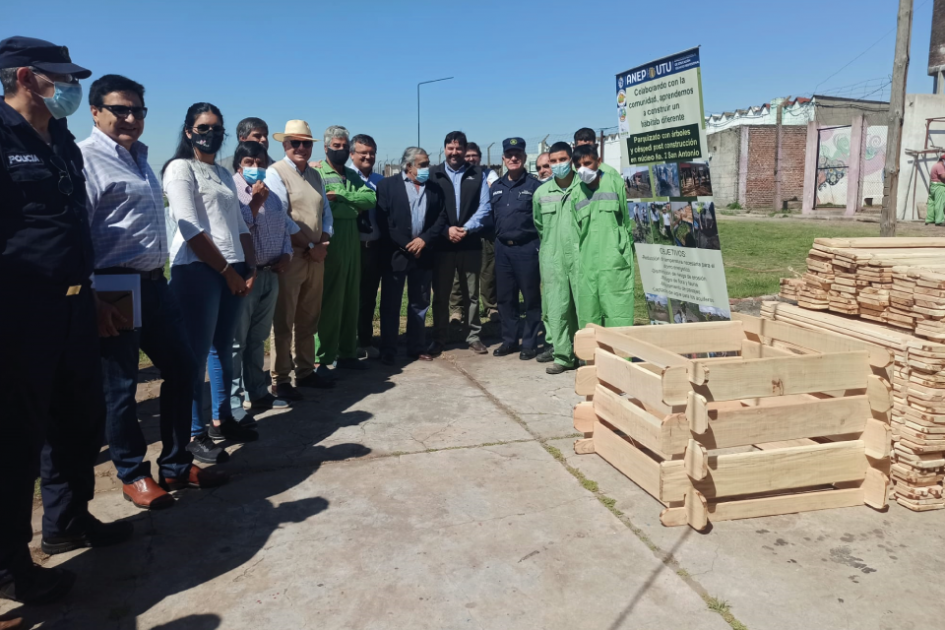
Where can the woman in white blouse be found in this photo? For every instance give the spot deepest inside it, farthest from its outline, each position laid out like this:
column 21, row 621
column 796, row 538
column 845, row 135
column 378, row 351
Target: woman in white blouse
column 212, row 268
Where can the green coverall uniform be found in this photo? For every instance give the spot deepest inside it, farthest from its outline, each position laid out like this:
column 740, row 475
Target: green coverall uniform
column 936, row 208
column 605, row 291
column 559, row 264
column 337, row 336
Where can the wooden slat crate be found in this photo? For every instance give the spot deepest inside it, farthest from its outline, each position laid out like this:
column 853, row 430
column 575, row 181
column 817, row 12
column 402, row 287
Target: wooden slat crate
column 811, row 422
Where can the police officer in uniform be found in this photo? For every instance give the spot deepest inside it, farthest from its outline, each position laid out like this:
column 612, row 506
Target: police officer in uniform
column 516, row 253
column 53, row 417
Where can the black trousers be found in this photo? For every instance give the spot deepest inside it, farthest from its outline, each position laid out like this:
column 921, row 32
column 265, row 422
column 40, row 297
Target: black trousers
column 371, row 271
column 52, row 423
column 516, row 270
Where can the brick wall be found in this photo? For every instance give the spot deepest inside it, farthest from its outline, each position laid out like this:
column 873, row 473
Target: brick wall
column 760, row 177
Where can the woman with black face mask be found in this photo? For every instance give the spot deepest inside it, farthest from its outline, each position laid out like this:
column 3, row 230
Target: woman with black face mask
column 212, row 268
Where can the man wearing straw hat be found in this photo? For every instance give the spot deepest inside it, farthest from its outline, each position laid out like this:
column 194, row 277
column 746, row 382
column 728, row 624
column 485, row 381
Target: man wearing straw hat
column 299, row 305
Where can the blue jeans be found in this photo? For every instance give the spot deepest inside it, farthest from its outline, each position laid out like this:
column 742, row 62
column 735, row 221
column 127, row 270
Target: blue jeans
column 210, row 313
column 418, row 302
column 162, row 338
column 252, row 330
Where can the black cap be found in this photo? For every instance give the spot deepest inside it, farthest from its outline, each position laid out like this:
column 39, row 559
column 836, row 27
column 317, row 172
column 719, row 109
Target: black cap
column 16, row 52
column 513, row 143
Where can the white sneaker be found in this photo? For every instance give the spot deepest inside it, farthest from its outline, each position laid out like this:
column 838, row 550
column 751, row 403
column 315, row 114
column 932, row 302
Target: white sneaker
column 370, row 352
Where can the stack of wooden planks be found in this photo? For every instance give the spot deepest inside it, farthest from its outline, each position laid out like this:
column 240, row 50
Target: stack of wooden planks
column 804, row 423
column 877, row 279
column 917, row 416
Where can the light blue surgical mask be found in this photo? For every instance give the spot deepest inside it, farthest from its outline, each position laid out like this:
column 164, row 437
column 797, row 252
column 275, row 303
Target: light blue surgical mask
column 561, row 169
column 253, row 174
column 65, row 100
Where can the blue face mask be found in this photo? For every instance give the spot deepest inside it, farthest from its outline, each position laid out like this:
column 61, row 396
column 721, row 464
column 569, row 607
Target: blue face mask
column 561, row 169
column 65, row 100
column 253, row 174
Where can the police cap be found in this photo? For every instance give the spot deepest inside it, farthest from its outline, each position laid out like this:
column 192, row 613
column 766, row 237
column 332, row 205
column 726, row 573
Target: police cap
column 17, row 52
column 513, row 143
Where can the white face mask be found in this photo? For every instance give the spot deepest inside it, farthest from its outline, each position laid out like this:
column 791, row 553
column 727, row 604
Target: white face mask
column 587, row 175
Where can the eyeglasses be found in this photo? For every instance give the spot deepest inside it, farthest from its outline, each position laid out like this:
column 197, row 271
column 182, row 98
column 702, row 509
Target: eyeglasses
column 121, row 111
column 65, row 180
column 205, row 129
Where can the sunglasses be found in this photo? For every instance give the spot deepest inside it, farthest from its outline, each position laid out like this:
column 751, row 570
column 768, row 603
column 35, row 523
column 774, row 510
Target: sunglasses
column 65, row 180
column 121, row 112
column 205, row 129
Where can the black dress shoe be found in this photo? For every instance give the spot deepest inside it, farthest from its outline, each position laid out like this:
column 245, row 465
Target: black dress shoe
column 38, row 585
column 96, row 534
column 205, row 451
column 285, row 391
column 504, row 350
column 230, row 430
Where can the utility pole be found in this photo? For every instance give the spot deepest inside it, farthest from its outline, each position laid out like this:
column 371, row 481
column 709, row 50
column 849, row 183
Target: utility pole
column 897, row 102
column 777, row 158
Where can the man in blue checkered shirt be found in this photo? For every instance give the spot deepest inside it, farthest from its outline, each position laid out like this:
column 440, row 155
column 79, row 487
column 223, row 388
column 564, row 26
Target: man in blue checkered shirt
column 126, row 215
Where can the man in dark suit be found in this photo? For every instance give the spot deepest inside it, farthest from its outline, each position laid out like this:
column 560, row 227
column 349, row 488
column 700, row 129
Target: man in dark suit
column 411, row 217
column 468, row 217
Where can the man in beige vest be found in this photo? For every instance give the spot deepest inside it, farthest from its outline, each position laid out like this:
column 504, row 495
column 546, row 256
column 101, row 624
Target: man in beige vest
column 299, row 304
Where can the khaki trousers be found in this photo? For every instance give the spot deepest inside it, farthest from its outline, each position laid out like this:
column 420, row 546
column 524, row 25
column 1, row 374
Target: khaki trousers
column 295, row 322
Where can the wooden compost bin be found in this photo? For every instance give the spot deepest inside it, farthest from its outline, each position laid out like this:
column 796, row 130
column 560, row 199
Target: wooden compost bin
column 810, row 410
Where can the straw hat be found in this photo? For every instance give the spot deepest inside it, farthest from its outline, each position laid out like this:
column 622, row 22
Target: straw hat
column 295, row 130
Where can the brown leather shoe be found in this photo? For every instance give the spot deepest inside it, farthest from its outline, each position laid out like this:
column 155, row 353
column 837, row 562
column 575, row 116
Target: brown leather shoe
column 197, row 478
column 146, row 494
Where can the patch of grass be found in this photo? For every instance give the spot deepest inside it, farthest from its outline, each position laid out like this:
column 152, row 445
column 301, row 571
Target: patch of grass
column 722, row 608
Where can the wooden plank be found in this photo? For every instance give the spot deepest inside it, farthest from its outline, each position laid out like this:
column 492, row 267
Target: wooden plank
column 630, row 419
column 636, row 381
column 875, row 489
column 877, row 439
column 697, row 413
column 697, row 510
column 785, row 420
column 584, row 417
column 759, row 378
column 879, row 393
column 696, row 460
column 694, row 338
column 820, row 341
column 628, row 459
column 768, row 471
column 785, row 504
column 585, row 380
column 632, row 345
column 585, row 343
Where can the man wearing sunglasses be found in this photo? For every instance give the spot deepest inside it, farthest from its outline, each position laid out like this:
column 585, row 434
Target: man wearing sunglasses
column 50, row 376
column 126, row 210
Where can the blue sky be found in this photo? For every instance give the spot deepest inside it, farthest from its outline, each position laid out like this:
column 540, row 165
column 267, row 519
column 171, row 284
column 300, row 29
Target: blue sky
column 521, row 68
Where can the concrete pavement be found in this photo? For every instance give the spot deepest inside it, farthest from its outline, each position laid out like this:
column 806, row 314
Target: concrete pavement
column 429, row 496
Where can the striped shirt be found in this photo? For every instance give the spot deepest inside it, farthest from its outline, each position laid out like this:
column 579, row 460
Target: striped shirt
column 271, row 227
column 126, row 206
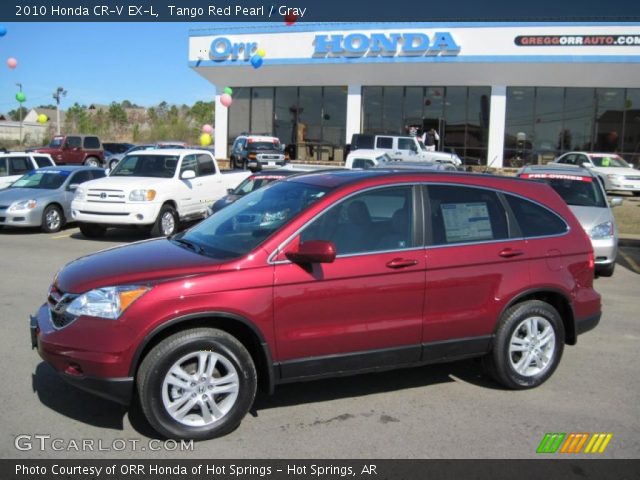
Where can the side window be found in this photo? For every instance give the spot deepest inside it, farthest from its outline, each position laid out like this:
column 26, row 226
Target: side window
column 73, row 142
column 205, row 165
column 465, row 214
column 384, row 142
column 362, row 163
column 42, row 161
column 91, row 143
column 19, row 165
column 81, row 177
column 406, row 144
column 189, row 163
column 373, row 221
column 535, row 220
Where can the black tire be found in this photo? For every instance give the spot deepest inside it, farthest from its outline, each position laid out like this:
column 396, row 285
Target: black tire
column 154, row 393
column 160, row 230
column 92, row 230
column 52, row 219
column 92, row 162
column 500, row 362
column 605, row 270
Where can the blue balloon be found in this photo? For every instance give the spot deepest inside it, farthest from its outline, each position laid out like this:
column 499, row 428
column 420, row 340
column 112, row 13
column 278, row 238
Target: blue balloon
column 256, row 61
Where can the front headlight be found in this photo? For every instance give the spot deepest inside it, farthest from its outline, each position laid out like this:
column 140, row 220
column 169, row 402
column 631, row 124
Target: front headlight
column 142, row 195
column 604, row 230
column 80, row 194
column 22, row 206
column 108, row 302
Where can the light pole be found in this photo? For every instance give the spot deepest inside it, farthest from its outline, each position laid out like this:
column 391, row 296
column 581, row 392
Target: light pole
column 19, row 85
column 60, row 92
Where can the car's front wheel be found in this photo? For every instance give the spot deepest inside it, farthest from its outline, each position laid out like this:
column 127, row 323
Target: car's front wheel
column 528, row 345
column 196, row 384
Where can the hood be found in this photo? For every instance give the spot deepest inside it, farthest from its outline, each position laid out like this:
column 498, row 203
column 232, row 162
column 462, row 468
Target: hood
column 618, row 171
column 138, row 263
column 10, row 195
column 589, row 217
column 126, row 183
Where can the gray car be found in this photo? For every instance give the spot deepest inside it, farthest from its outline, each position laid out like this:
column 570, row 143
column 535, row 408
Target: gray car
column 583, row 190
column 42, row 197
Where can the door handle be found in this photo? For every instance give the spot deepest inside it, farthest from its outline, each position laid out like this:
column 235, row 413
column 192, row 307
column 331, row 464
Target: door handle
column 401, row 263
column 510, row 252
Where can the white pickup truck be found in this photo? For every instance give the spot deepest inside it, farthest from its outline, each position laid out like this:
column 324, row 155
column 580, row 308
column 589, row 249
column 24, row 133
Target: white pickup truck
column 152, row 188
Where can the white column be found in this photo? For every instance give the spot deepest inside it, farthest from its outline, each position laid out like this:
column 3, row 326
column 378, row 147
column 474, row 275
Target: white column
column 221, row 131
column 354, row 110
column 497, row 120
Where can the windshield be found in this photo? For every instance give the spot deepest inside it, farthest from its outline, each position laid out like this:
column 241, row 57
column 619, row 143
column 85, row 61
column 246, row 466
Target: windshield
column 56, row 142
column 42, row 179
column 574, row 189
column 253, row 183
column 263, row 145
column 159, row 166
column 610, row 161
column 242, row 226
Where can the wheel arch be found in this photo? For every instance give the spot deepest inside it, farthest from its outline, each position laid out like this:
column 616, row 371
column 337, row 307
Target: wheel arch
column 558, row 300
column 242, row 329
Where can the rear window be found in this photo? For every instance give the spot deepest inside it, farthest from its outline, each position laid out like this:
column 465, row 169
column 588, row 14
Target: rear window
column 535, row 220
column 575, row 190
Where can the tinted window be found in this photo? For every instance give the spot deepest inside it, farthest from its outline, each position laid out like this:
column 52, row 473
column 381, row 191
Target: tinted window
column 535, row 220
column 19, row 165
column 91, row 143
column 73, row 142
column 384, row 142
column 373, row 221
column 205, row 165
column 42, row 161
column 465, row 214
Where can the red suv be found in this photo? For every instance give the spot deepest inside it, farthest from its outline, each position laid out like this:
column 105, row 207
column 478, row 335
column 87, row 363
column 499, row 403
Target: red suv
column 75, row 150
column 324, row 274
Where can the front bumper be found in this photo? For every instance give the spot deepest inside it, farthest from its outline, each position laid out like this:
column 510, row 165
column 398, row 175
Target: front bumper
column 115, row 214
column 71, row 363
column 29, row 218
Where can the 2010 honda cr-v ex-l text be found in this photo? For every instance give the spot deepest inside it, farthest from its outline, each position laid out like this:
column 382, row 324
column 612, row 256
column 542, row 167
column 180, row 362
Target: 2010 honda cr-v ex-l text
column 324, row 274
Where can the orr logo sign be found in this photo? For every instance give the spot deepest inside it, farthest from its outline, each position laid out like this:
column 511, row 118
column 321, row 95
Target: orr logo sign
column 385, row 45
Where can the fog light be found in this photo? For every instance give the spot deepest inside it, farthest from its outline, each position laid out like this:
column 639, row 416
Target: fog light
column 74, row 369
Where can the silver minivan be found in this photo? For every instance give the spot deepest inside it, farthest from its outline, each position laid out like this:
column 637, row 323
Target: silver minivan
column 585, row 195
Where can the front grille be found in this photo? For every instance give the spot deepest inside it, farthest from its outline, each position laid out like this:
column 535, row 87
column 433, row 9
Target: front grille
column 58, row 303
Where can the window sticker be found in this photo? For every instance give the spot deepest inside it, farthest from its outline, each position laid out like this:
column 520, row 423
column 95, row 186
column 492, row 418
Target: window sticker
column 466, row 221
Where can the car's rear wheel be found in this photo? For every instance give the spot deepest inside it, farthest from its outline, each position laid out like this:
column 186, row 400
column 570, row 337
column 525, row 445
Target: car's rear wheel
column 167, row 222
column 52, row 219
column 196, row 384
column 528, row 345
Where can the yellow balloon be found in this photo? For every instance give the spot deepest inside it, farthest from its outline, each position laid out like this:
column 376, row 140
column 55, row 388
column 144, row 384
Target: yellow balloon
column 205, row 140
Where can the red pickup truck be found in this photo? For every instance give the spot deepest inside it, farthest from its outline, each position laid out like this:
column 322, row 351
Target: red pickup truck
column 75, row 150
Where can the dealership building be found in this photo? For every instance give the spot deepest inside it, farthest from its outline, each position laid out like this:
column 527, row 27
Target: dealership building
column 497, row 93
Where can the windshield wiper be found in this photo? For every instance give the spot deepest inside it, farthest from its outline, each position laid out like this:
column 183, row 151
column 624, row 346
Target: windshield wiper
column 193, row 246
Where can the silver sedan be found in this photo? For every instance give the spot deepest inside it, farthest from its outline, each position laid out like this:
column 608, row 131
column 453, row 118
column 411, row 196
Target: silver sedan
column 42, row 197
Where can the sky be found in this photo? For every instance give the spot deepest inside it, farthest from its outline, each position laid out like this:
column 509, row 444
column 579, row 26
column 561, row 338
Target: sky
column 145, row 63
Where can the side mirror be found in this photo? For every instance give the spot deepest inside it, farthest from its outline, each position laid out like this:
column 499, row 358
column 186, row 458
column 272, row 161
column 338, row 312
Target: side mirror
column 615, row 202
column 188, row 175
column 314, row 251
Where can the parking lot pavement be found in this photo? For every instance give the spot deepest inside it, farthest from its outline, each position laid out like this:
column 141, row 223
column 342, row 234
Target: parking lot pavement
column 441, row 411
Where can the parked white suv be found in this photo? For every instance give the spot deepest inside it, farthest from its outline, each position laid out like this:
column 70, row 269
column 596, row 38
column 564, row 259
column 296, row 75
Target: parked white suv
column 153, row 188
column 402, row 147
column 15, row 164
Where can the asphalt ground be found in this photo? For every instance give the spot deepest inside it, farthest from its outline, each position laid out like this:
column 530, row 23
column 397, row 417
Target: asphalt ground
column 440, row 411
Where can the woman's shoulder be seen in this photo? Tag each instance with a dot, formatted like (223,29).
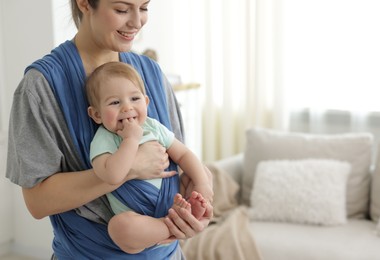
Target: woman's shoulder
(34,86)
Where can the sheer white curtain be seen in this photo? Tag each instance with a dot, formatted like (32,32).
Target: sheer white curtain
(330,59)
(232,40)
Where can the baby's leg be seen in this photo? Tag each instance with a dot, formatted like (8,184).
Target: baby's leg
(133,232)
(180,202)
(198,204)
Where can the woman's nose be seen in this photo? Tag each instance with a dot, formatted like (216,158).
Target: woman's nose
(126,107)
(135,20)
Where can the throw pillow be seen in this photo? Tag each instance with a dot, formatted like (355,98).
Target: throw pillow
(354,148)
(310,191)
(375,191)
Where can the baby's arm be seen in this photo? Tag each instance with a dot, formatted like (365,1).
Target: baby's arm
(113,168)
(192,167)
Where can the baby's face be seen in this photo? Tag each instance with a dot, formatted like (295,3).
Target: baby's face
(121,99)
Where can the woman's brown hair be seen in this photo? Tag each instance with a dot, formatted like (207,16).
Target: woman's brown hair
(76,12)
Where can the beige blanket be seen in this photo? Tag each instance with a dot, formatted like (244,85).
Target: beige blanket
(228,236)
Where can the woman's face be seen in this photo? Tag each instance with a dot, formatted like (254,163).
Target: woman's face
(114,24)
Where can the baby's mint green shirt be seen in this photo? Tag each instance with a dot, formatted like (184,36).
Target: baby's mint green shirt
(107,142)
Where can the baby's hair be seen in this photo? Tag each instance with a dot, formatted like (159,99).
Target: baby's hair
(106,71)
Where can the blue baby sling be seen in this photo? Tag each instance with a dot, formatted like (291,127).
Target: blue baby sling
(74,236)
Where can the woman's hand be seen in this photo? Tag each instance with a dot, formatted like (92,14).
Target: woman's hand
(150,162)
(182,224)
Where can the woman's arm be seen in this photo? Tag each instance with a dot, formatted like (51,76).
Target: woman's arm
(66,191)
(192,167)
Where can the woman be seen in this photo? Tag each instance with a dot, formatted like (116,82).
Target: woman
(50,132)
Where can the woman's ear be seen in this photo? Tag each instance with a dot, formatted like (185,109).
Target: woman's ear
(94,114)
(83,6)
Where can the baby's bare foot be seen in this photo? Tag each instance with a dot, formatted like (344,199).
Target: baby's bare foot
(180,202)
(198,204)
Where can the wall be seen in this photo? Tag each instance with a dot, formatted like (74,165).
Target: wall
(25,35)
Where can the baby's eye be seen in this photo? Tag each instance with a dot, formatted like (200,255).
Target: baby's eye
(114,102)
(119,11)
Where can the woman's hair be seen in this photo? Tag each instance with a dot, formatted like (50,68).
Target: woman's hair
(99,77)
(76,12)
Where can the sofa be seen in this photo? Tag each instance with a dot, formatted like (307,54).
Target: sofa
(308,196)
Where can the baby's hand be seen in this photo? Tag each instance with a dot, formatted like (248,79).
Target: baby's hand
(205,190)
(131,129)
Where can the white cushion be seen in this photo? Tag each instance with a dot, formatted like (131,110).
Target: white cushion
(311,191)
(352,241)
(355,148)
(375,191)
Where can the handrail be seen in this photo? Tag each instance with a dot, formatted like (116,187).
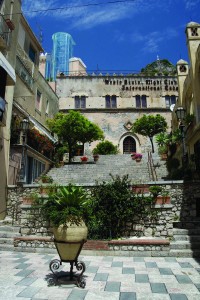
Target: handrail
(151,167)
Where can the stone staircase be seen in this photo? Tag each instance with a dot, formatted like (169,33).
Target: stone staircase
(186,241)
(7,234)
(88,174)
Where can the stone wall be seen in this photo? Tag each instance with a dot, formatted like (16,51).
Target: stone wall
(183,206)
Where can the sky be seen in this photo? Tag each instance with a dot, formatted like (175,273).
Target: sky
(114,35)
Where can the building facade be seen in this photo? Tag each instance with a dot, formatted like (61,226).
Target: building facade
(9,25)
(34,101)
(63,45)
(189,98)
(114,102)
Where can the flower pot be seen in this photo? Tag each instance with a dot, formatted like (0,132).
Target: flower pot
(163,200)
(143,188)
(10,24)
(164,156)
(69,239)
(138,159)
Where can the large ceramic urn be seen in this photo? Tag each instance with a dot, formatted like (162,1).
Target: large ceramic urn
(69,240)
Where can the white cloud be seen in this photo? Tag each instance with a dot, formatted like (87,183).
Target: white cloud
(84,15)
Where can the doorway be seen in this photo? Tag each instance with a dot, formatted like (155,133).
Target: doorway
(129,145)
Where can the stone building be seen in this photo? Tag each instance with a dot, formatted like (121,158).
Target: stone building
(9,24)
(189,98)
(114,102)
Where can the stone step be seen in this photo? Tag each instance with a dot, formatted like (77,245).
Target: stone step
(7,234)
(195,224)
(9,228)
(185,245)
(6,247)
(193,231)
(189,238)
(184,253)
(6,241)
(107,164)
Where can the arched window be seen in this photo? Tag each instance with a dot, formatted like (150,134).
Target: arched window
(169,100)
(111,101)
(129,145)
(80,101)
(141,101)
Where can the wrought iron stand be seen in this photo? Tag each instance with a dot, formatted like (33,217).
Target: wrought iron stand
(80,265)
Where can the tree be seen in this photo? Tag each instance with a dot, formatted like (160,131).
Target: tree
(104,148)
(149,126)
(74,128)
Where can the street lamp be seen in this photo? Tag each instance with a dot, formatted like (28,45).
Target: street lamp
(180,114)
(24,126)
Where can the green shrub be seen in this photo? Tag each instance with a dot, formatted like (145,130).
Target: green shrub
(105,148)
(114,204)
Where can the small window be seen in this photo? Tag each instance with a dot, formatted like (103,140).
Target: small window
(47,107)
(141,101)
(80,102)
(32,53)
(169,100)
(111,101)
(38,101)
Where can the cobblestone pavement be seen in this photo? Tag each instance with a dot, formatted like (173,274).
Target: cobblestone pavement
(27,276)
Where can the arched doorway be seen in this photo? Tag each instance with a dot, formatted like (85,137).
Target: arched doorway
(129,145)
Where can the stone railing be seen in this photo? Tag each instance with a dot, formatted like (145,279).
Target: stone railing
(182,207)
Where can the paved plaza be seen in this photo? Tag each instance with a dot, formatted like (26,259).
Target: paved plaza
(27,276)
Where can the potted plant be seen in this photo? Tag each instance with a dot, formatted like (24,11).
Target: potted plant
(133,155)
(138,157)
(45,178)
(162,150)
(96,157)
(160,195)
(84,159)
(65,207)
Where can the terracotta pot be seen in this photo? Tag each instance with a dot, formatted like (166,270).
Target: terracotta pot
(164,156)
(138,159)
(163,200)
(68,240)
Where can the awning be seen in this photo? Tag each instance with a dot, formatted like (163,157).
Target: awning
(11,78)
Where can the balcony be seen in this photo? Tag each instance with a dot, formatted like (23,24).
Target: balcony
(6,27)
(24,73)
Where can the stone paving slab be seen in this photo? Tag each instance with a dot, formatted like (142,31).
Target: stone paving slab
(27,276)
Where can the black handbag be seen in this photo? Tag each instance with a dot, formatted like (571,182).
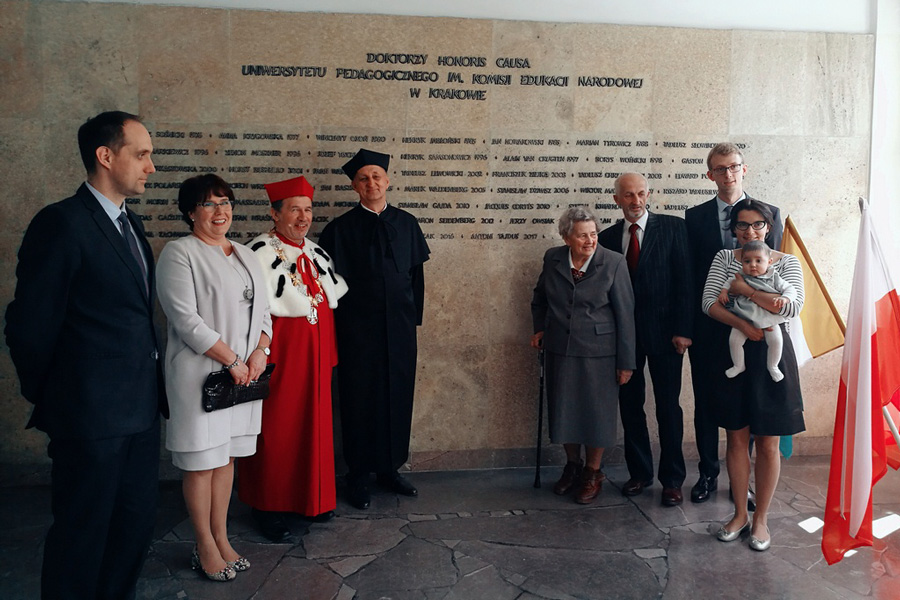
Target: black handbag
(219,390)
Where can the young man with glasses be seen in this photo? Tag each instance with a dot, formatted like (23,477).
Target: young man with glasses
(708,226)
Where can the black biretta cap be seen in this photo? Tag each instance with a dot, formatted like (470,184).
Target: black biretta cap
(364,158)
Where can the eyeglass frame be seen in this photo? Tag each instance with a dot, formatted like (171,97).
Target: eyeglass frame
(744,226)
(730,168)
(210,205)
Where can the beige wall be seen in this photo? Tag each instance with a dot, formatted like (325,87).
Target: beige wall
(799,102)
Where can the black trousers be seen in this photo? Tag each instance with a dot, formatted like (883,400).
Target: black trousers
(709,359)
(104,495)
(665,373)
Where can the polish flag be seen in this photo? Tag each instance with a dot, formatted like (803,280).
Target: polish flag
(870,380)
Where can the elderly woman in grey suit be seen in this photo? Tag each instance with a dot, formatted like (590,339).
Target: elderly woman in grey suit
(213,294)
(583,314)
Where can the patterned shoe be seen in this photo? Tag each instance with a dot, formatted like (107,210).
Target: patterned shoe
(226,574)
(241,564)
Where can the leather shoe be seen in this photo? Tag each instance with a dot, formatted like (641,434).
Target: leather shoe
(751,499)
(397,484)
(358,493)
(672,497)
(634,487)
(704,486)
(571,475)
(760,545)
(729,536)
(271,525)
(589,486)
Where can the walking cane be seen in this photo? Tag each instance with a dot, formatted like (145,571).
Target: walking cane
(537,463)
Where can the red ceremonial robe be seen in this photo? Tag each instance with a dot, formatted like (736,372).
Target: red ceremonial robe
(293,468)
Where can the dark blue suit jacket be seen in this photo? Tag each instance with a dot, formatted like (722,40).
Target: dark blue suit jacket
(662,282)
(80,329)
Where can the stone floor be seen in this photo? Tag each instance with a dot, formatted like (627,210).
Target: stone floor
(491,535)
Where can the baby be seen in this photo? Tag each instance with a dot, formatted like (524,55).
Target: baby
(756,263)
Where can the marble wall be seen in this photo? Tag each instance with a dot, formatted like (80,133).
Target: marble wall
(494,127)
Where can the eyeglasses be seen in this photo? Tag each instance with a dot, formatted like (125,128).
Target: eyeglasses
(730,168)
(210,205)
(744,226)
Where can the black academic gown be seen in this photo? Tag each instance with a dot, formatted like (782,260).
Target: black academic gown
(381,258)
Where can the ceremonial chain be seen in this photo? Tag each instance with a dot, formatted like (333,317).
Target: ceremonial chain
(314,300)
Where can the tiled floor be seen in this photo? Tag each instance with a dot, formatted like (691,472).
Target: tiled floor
++++++++++
→ **Aim of the task**: Look through the listing and return each line containing the word "tiled".

→ **Solution**:
Where can the tiled floor be seen in this photo? Tag each instance with a dot, formatted like (691,472).
Target: tiled floor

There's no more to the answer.